*Using the information*:
- a) In the passage on radiation dose during stent-graft placement, what mean peak skin radiation doses were reported for obese and non-obese patients?
- b) Translate this sentence from the passage on radiation dose during stent-graft placement into Spanish: "Less angulated necks allow a more precise implantation of the main body of the graft."
- c) Reproduce a portion of the passage on radiation dose during stent-graft placement word for word, beginning at the words "First, angulation of" and stopping after "the endograft [18,19].".

*Source document*:
────
First, angulation of the aneurysm neck determines the difficulty of proper stent-graft placement [15]. Less angulated necks allow a more precise implantation of the main body of the graft. Moreover, different projection angles and repetition of series for DSA are often required in angulations exceeding 45°, contributing to a greater overall dose of radiation.

Secondly, the shorter the aneurysm neck, the more precise positioning of the main body of the graft is required so that the renal artery origins remain uncovered by the endograft [18,19].

Sometimes, when attempting to deploy the contralateral leg of the bifurcated endograft, there are difficulties when entering the main body of the graft via the contralateral stump This problem can be managed by using different catheters and guide wires, at the same time increasing fluoroscopy duration or providing additional access via the brachial artery and using a lasso technique to catch the guide wire.

Moreover, the difficult anatomy of the iliac arteries can severely hamper the procedure. Tortuosity of iliac arteries often prevents the main body of the graft from passing through the iliac system with ease. For this reason, several patients required pressure to be applied to their abdomens, thus straightening the iliac arteries and decreasing the friction between the main body of the graft and the wall of the artery.

If after endograft deployment and during control DSA series an endoleak into the sac of the aneurysm is detected, it is necessary to use a low pressure balloon catheter to expand the stent-graft wall so that it adheres better to the wall of the aorta. The angioplasty may increase the procedure time and usually requires additional control DSA series. However, this condition did not influence the total dose in the present study.

A BMI exceeding 25 is an independent risk factor contributing to higher radiation dose acquisition. Obese patients with a BMI >30 are particularly at risk of a high radiation dose (mean AK >1 Gy). This is consistent with results obtained by Weiss et al. [26]. It has been shown (for a small group of patients) that the mean peak skin radiation dose of obese patients (BMI >30) was significantly increased compared to that of non-obese patients (1.1 vs. 0.5 Gy). In obese patients the X-ray beam penetrates through more tissue to reach the image detector. Therefore, high radiation exposure should always be considered when planning endovascular procedures on obese patients. Attempts to reduce the X-ray dose with the use of collimators, pulsed fluoroscopy and minimized fluoroscopy time should always be made [12].
────
[Stored items from a collection]
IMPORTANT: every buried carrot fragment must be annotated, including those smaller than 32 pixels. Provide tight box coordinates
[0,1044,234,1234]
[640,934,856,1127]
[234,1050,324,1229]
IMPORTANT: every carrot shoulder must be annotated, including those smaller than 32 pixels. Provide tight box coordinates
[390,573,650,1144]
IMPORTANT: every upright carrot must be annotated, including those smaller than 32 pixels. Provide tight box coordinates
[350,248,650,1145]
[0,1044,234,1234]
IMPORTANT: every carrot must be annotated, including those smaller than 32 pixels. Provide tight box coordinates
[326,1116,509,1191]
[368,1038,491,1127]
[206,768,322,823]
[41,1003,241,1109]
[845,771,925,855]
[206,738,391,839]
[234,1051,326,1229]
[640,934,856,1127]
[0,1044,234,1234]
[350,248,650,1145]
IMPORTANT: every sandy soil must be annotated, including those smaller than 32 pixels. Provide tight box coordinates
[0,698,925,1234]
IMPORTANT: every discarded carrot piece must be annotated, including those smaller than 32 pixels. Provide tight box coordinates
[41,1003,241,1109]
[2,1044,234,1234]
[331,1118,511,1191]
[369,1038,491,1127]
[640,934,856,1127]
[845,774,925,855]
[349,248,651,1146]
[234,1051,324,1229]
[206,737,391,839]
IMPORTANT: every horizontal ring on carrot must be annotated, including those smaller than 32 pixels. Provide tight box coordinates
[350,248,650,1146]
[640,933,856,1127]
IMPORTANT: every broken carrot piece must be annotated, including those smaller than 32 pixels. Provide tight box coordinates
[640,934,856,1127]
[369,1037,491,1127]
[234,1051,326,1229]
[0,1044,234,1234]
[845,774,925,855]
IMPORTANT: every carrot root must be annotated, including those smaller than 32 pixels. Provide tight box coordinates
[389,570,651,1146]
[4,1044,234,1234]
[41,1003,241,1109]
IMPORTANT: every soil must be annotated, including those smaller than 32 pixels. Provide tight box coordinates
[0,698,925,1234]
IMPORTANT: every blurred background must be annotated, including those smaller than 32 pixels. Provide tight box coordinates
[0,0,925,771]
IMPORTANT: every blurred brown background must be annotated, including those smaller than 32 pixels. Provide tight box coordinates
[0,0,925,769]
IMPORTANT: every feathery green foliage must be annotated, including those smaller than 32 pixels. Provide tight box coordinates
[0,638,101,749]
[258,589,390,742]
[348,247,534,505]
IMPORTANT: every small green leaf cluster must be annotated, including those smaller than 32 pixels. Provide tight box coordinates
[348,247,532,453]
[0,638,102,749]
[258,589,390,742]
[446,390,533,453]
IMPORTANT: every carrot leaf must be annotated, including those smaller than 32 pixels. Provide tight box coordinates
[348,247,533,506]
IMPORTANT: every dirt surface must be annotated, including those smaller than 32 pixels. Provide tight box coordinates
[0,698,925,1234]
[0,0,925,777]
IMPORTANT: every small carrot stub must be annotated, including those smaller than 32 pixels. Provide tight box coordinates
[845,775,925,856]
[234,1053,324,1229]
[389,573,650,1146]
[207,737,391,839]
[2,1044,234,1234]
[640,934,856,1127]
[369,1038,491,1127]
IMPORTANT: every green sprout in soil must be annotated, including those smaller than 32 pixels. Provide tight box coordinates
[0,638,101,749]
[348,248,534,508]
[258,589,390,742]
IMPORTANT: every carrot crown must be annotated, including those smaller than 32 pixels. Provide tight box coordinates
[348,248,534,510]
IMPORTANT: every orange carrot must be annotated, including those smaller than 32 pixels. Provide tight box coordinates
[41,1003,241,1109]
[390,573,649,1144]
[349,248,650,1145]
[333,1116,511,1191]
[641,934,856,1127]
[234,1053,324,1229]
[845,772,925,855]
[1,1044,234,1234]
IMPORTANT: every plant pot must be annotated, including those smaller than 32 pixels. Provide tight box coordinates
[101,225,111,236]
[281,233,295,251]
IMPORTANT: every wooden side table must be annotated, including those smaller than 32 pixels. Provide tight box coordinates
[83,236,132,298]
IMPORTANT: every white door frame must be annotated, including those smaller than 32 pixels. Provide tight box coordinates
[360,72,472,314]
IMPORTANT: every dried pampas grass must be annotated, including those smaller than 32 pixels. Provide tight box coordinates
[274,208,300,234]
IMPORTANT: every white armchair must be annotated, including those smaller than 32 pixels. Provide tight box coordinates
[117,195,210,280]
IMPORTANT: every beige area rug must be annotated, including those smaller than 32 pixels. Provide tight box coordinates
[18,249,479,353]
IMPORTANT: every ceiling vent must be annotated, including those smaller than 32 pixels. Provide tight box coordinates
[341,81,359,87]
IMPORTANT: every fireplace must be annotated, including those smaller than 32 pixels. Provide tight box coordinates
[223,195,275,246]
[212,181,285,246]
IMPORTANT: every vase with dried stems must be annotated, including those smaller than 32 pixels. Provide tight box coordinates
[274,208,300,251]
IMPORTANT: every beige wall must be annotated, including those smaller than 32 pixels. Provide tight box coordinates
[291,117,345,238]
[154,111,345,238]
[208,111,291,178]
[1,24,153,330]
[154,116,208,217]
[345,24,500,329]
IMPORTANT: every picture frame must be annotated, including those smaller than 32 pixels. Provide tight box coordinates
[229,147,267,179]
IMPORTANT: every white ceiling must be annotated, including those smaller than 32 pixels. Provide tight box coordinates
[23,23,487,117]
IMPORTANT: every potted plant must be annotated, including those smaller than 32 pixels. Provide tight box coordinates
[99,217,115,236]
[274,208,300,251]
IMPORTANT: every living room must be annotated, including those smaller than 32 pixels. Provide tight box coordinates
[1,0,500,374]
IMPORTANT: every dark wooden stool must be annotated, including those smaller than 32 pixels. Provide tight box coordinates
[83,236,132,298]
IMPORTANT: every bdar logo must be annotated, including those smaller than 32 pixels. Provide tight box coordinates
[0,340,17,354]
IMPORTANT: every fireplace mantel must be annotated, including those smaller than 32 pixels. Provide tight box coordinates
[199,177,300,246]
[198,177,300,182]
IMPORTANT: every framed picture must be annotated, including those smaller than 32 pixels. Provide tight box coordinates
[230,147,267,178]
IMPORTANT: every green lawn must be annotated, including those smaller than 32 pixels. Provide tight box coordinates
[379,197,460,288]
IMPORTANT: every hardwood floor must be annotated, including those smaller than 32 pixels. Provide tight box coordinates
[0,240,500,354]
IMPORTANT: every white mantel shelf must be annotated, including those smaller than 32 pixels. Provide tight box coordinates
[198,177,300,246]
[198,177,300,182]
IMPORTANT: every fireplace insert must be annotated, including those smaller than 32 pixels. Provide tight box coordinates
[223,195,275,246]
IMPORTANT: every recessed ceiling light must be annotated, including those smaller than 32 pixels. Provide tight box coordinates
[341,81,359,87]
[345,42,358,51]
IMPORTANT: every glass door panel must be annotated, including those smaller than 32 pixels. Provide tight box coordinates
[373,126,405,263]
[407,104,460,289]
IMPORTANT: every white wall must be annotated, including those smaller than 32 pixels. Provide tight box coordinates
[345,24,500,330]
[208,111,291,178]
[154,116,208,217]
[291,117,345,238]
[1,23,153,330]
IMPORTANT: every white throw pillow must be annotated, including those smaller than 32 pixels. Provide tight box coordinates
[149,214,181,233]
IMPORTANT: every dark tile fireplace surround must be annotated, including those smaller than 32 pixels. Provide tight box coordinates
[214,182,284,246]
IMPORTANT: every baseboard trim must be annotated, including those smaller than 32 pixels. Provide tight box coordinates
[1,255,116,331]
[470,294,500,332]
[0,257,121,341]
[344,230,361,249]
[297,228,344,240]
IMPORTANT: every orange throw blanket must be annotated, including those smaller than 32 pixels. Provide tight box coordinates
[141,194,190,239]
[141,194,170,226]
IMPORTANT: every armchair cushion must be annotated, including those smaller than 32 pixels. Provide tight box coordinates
────
*Answers to the exercises*:
- a) 1.1 Gy for obese patients versus 0.5 Gy for non-obese patients.

- b) Los cuellos menos angulados permiten una implantación más precisa del cuerpo principal del injerto.

- c)
First, angulation of the aneurysm neck determines the difficulty of proper stent-graft placement [15]. Less angulated necks allow a more precise implantation of the main body of the graft. Moreover, different projection angles and repetition of series for DSA are often required in angulations exceeding 45°, contributing to a greater overall dose of radiation.

Secondly, the shorter the aneurysm neck, the more precise positioning of the main body of the graft is required so that the renal artery origins remain uncovered by the endograft [18,19].